-------- Extracted entries --------

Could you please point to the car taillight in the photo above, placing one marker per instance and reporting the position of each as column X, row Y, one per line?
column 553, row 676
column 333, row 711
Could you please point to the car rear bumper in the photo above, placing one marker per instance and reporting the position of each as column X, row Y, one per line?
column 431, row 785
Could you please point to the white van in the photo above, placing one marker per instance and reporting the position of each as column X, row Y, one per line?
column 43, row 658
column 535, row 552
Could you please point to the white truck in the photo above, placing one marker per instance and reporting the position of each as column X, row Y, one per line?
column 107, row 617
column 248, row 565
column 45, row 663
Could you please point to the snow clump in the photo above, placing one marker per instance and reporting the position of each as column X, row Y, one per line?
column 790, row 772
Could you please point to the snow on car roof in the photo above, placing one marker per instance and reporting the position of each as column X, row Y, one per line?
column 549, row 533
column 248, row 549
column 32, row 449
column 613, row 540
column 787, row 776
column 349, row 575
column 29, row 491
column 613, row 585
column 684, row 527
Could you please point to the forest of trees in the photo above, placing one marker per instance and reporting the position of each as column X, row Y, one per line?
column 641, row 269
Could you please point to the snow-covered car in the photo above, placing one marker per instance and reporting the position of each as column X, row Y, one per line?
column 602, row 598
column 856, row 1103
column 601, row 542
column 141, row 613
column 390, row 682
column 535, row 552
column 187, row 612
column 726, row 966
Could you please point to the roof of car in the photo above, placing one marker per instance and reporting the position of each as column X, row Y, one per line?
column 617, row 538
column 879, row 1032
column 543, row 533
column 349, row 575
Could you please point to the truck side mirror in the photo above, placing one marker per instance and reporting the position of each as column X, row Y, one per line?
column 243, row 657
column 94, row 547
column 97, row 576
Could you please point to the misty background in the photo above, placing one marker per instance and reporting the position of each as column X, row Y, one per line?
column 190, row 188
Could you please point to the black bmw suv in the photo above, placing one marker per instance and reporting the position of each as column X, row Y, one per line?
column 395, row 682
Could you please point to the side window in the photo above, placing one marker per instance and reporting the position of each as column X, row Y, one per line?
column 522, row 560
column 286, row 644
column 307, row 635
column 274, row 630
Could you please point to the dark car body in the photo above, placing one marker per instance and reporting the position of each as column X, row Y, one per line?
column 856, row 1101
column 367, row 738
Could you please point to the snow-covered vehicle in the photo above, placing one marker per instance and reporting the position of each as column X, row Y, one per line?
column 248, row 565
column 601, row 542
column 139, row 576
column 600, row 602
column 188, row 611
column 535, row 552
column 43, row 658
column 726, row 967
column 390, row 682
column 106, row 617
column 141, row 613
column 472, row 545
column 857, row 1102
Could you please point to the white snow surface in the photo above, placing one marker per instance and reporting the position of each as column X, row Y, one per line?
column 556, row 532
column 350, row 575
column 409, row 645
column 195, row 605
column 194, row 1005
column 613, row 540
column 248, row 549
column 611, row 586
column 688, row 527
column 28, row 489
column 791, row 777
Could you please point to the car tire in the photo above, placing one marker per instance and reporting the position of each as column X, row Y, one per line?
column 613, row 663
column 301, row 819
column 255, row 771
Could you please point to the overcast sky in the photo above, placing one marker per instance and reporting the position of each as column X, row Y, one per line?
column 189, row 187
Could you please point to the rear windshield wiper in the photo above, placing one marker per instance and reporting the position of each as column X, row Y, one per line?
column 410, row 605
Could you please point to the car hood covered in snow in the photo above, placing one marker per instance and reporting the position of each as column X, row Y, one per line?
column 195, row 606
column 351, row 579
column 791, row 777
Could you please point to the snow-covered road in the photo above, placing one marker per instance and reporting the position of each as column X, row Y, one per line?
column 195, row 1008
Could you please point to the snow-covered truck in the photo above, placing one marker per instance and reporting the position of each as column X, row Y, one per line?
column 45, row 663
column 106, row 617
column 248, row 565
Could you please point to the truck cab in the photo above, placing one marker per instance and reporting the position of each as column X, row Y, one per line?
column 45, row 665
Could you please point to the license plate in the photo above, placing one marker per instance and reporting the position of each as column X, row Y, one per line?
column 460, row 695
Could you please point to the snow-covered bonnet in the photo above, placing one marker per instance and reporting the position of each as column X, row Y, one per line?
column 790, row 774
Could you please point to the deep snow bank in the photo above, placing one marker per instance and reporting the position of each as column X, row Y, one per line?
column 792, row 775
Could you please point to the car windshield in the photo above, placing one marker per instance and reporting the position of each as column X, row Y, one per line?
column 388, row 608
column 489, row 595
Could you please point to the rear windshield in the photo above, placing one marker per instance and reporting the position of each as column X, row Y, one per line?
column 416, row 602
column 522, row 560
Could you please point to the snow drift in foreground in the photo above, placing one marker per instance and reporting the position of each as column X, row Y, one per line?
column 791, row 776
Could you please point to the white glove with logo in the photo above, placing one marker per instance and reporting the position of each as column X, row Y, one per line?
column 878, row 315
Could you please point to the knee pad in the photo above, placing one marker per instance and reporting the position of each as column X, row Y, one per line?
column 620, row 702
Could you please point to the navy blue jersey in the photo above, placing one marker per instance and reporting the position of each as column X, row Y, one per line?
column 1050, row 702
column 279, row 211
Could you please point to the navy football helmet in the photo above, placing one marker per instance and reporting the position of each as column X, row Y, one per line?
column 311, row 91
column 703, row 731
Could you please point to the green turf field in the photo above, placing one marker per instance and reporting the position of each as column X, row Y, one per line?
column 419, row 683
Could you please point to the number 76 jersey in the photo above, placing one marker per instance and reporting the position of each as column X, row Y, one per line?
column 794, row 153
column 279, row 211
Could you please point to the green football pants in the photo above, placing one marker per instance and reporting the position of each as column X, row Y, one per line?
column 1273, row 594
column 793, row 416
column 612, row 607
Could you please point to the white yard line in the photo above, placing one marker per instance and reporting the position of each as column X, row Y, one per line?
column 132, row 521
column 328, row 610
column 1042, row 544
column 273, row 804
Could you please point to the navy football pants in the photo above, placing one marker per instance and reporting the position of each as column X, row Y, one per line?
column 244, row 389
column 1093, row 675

--------

# What this task involves:
Copy the listing above word for word, from its first line through the line that contains "column 333, row 711".

# Response:
Could you please point to the car taillight in the photo above, placing one marker per instance and reporting the position of each as column X, row Y, one per line?
column 553, row 676
column 333, row 711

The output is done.